> **Verilen metin**
+---+

Orhan Pamuk Melami mi?

Orhan Pamuk Melami mi?

"İşin doğrusu, çocukluğum Cingöz Recai okumakla, gençliğimse Necip Fazıl’ın Çile’sini ezberlemekle geçti. Cevdet Bey Ve Oğullarıyla ilk ödülümü kazandığım gün elimde Emine Şenlikoğlu’nun Yollara Günah Diktiler kitabı vardı."

Acar gazetecimiz, M. Yılmaz sizler için sordu, soruşturdu, Japonca'dan çeviriler yaptı, bakın neler buldu?!

Nobelli yazarımız Orhan Pamuk, Japonya'nın undergrand dergilerinden La Kamikazi'ye verdiği demeçte, ölmeden muradına ermek, Allah nasip ederse önce bir hamse (beşleme divan da diyebiliriz. Yani Hüsn-ü Aşk, Leyla vü Mecnun, Tahir ile Zühre… gibi) yazıp ardından da idolü olan Ahmet Günbay Yıldız kadar olamasa da, üstadın Sitem yahut Yanık Buğdaylar'ına nazire yazmayı düşündüğünü beyan etmiş. Zira, “Haddim olmayarak, Cihangirli bir kız ile Amasyalı bir hafız'ın Galata Köprüsünde birbirlerine nazar kılmaları üzerine başlayan irşad ve aşkı eksenli romanımı yazmaya Nobeli aldığım gün karar verdim. Ancak bu fikrimi açıklamak için şartların olgunlaşmasını bekledim. Ülkemde şartların olgunlaşacağı yok. İyisi mi ben bir an önce gözlerimi kapamadan, onca insan bana deist derken, bu hayırlı çalışmam hakkında halkı hazırlayayım istiyorum…” yollu da bir açıklama yapmış.

+---+

> **Kaynak veriler**
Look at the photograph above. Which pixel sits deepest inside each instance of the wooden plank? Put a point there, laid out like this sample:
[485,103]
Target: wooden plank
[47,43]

+---+

> **Yapılacaklar**
• a. Orhan Pamuk hakkındaki metne göre şu ifadeler doğru mu, her birini evet ya da hayır diye yanıtlayıp metinden belirleyici sözleri tırnak içinde aynen verin: (i) Pamuk demecini Japonya'daki La Kamikazi dergisine vermiştir. (ii) Pamuk romanını yazmaya Nobel'i aldığı gün karar verdiğini söylemiştir. (iii) Metnin başındaki alıntıya göre ilk ödül Sitem kitabıyla kazanılmıştır.
• b. Orhan Pamuk hakkındaki metnin "Nobelli yazarımız Orhan" sözlerinden "bir açıklama yapmış." sözlerine kadar olan kısmını olduğu gibi tekrar yazın.
Veriler, metinle ilgili değildir.

> **Görev sonuçları**
• a.
(i) Evet: "Japonya'nın undergrand dergilerinden La Kamikazi'ye verdiği demeçte"
(ii) Evet: "romanımı yazmaya Nobeli aldığım gün karar verdim"
(iii) Hayır: "Cevdet Bey Ve Oğullarıyla ilk ödülümü kazandığım gün"

• b.
Nobelli yazarımız Orhan Pamuk, Japonya'nın undergrand dergilerinden La Kamikazi'ye verdiği demeçte, ölmeden muradına ermek, Allah nasip ederse önce bir hamse (beşleme divan da diyebiliriz. Yani Hüsn-ü Aşk, Leyla vü Mecnun, Tahir ile Zühre… gibi) yazıp ardından da idolü olan Ahmet Günbay Yıldız kadar olamasa da, üstadın Sitem yahut Yanık Buğdaylar'ına nazire yazmayı düşündüğünü beyan etmiş. Zira, “Haddim olmayarak, Cihangirli bir kız ile Amasyalı bir hafız'ın Galata Köprüsünde birbirlerine nazar kılmaları üzerine başlayan irşad ve aşkı eksenli romanımı yazmaya Nobeli aldığım gün karar verdim. Ancak bu fikrimi açıklamak için şartların olgunlaşmasını bekledim. Ülkemde şartların olgunlaşacağı yok. İyisi mi ben bir an önce gözlerimi kapamadan, onca insan bana deist derken, bu hayırlı çalışmam hakkında halkı hazırlayayım istiyorum…” yollu da bir açıklama yapmış.